At RWJBarnabas, a retooled approach to cybersecurity adapts to the digital age

phone iPhone
Systems like RWJBarnabas Health are retooling their approach to cybersecurity to allow for more device connectivity.

A cybersecurity overhaul at RWJBarnabas Health has led to a greater reliance on data analytics to detect and report threats, allowing the system more latitude when it comes to integrating mobile devices.

The New Jersey-based health system that houses 12 hospitals and roughly 250 clinics is halfway through a four-year cybersecurity upgrade that relies on data analytics and network visualization tools to keep tabs on who is accessing patient data and what devices are connected to the network, CISO Hussein Syed told The Wall Street Journal.

RELATED: Medical devices are the next big target for hackers

In the past, the system’s IT department had to conduct manual network scans to identify new devices as they were connected. Now, it uses software to track devices in real-time and deploys monitoring tools to track the movement of patient data.

“We’ve had to start thinking differently in the past few years: how do we create plans that we would be able to present to senior management to inform them of cybersecurity risk?” Syed told the WSJ.
━━━━━━━━━━━━━━━━
**Task details:**
Transcribe everything in the RWJBarnabas cybersecurity article from "The New Jersey-based" down to "told the WSJ.".

**Record extracts:**
━━━━━━━━━━━━━━━━
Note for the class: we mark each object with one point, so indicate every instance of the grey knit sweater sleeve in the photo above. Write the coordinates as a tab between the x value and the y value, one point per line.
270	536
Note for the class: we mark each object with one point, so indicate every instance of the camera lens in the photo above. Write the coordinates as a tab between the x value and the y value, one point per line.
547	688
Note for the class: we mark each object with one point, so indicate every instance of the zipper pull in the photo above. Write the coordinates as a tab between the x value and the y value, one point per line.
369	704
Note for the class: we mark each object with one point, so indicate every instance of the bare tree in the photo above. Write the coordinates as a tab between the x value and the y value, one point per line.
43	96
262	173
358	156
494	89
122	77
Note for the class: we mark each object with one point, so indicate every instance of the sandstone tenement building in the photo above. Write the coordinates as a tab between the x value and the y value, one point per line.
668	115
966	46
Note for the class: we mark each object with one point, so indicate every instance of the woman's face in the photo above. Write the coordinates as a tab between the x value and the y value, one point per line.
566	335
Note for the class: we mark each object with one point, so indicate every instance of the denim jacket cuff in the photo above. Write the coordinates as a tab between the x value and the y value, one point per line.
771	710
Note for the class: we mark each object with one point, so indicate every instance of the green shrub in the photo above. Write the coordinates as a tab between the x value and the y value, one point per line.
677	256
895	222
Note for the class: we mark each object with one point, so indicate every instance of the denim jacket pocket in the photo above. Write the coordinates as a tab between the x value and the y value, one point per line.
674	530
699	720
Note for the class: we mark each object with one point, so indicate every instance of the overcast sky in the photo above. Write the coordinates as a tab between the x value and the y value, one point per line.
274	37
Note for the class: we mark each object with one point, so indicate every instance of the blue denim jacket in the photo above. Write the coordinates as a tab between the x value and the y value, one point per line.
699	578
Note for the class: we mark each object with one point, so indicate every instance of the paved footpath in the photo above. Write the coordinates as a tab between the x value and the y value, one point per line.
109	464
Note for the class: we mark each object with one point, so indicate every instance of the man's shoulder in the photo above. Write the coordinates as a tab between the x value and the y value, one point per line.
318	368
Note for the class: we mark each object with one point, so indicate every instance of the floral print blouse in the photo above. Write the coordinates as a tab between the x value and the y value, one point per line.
━━━━━━━━━━━━━━━━
**Final answer:**
The New Jersey-based health system that houses 12 hospitals and roughly 250 clinics is halfway through a four-year cybersecurity upgrade that relies on data analytics and network visualization tools to keep tabs on who is accessing patient data and what devices are connected to the network, CISO Hussein Syed told The Wall Street Journal.

RELATED: Medical devices are the next big target for hackers

In the past, the system’s IT department had to conduct manual network scans to identify new devices as they were connected. Now, it uses software to track devices in real-time and deploys monitoring tools to track the movement of patient data.

“We’ve had to start thinking differently in the past few years: how do we create plans that we would be able to present to senior management to inform them of cybersecurity risk?” Syed told the WSJ.